Witajcie!
Czujecie się najedzone? :D Ja nawet powiedziałabym, że nieco przejedzona, pyszne ciasta mnie pochłonęły totalnie :D Dzisiaj przychodzę do Was z denkiem z marca, chyba pierwszy raz w historii tego bloga tak 'terminowo' i bez spóźnień, zapraszam :)
Czujecie się najedzone? :D Ja nawet powiedziałabym, że nieco przejedzona, pyszne ciasta mnie pochłonęły totalnie :D Dzisiaj przychodzę do Was z denkiem z marca, chyba pierwszy raz w historii tego bloga tak 'terminowo' i bez spóźnień, zapraszam :)
Co zużyłam w marcu?
1. Żele pod prysznic ISANA Witaminy & Jogurt oraz Masło Shea i Owoc pasji.
Dobrze się pienią, pięknie pachną, nie są zbyt rzadkie no i cena promocyjna - 2,99zł, jak tu ich nie lubić?
Czy kupię ponownie? Zdecydowanie tak.
2. Ziołowy żel do mycia twarzy Fitomed do cery tłustej.
Recenzowałam >>TUTAJ<<
Czy kupię ponownie? Bardzo chętnie!
1. Farba do włosów Joanna Naturia Palona Kawa.
Bardzo lubię farby Joanny, są tanie, długo się utrzymują na moich włosach i nawet wypłukując się nie pozostawiają tak widocznych rudych refleksów, których nienawidzę. Kolor po farbowaniu (przy którym nie tracę garści włosów!) nie jest czarny, a piękny, ciemny, głęboki i oczywiście zimny brąz :) >>TUTAJ<< możecie zobaczyć (zdjęcie po prawej).
Czy kupię ponownie? Jeszcze nie raz!
2. Jantar Odżywka do włosów i skóry głowy Farmona.
Mój faworyt jeżeli chodzi o wcierki :) Mimo tego, że czasami zdarzyło jej się obciążyć moje włosy i buteleczka nie jest najwygodniejsza lubię ją jak żadną inną! Przyśpiesza porost, odżywia i ogranicza wypadanie, no i ma ciekawy zapach.
┄┄┄┄┄┄
CEL ZADANIA 1.
Wypisz wszystkie ponumerowane produkty z tekstu o marcowym denku, podając ich nazwy tak, jak stoją w tekście.
Tekst i rekordy nie mają ze sobą nic wspólnego.

[Rekordy ze zbioru do oznaczania punktów]
┄┄┄┄┄┄
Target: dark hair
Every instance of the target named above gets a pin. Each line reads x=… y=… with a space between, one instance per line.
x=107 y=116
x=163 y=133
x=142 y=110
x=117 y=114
┄┄┄┄┄┄
CEL ZADANIA 2.
Zaktualizuj rekordy: przepisz je w całości, zamieniając każde "instance" na "occurrence". Resztę zostaw bez zmian.

PEŁNA ODPOWIEDŹ 1.
- Żele pod prysznic ISANA Witaminy & Jogurt oraz Masło Shea i Owoc pasji
- Ziołowy żel do mycia twarzy Fitomed do cery tłustej
- Farba do włosów Joanna Naturia Palona Kawa
- Jantar Odżywka do włosów i skóry głowy Farmona

PEŁNA ODPOWIEDŹ 2.
Target: dark hair
Every occurrence of the target named above gets a pin. Each line reads x=… y=… with a space between, one occurrence per line.
x=107 y=116
x=163 y=133
x=142 y=110
x=117 y=114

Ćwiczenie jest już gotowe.